→ Extracted text:
▶

Is My Calculation for a Microwave's Turntable Spin Correct?

[unique_pavadrin]

Homework Statement

A microwave's turntable spins 3.0 revolutions per minute. It has a 250.0g cup of coffee placed 15.0cm from its centre. Find its period of revolution, its tangential velocity and the centripetal force on the cup.

2. The attempt at a solution
period of revolution \frac{{60}}{3} = 20 seconds
tangential velocity \frac{{2\pi r}}{T} = \frac{{2\left( \pi \right)\left( {15} \right)}}{{20}} = 4.7123\,m\,s^{ - 1}
centripetal force \frac{{mv^2 }}{r} = \frac{{0.25\left( {\frac{{2\left( {15} \right)\left( \pi \right)}}{{20}}} \right)}}{{15}} = 0.0785\,N towards the centre of the circle


I was wondering if somebody could kindly take the time to look over my working and see if it is correct. Thank you greatly for your time and effort.

◀

→ Dataset excerpts:
▶

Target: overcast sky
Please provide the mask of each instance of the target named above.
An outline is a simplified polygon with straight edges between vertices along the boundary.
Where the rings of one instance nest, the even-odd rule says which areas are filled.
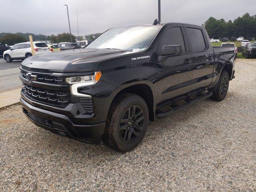
[[[101,32],[113,26],[152,23],[158,0],[0,0],[0,32],[57,34]],[[256,14],[256,0],[161,0],[162,22],[201,25],[210,16],[233,20],[246,12]]]

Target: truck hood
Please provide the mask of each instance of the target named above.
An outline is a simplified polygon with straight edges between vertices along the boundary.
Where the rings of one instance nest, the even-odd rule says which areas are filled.
[[[22,66],[45,69],[50,72],[74,73],[93,71],[99,62],[129,54],[124,50],[78,49],[36,55],[21,63]]]

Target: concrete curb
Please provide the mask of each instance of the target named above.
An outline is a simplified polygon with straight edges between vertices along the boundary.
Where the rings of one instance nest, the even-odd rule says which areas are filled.
[[[20,102],[20,89],[0,93],[0,108]]]

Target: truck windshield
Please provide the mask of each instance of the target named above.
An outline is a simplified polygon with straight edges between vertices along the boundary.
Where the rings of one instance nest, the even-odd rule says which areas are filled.
[[[161,27],[152,26],[113,28],[102,34],[86,48],[141,51],[148,47]]]
[[[233,43],[224,43],[221,45],[222,47],[234,47],[235,45]]]

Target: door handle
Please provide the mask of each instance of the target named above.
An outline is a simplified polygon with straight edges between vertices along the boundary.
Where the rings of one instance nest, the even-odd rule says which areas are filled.
[[[185,61],[184,61],[184,63],[187,64],[189,64],[191,62],[192,62],[192,61],[190,60],[189,59],[186,59]]]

◀

→ Task instructions:
Write out the part of the microwave turntable post starting with "Is My Calculation" and going on through "on the cup.".

→ Solution below:
Is My Calculation for a Microwave's Turntable Spin Correct?

[unique_pavadrin]

Homework Statement

A microwave's turntable spins 3.0 revolutions per minute. It has a 250.0g cup of coffee placed 15.0cm from its centre. Find its period of revolution, its tangential velocity and the centripetal force on the cup.